* **YOUR GOAL**:
Filter the records below, copying each line that contains the string "girl". Matching is case-sensitive.

* **DATA FOR THIS EXERCISE**:
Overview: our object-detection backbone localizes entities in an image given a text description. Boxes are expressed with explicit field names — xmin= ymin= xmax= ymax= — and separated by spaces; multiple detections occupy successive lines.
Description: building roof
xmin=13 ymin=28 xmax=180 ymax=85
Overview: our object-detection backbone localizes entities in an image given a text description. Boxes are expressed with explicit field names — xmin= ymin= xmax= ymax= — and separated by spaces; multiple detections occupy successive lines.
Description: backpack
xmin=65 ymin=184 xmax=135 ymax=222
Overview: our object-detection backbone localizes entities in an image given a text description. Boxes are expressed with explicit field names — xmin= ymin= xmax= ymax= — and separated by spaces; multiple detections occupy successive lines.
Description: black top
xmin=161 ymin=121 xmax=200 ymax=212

...

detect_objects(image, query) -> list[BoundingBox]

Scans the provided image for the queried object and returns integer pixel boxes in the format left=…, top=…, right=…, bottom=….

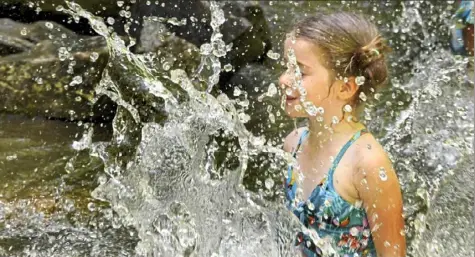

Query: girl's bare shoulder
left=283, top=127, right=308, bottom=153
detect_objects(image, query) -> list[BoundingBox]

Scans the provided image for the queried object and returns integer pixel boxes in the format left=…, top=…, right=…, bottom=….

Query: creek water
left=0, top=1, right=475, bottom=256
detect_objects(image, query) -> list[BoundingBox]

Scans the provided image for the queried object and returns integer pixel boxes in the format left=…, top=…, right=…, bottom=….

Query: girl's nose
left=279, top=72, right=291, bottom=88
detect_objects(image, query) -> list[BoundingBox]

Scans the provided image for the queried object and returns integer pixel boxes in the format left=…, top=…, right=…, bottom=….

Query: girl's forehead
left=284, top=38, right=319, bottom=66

* **EXERCISE ANSWER**:
Query: girl's bare shoulder
Query: girl's nose
Query: girl's forehead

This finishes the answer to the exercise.